Dataset entries
┌──

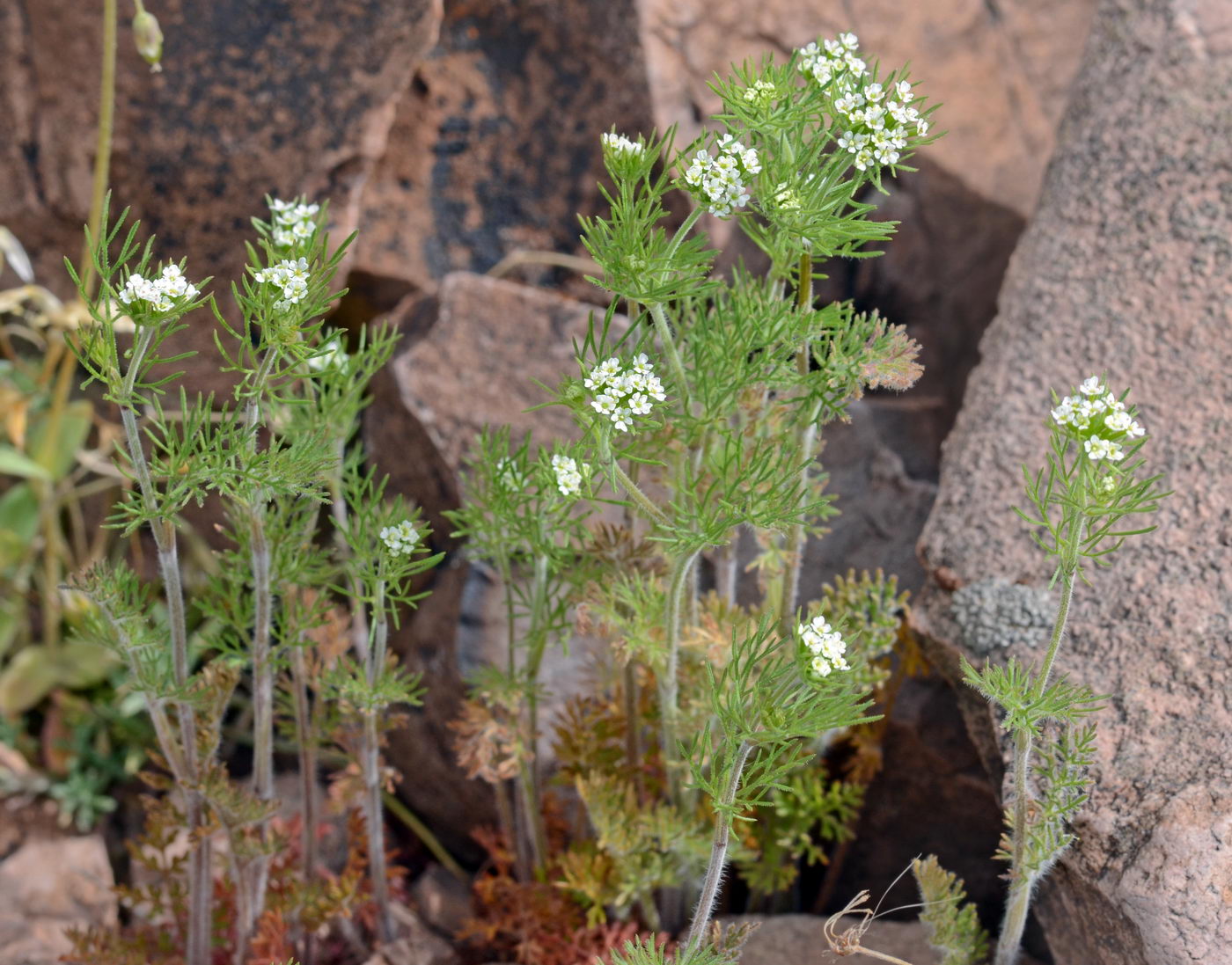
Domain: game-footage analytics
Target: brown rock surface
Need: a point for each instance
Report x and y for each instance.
(254, 99)
(477, 363)
(1001, 68)
(1125, 270)
(47, 885)
(797, 939)
(495, 145)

└──

:: Your instructions ::
Update the material above by changing "instance" to "occurrence" wherever it occurs, with everything else left as is. Leave the pictures out of your answer.

:: Exercise answer ::
Domain: game-footage analytics
Target: brown rock surface
Need: a point for each occurrence
Report x and y for each occurrence.
(254, 99)
(477, 363)
(1001, 68)
(1125, 270)
(47, 885)
(797, 939)
(495, 145)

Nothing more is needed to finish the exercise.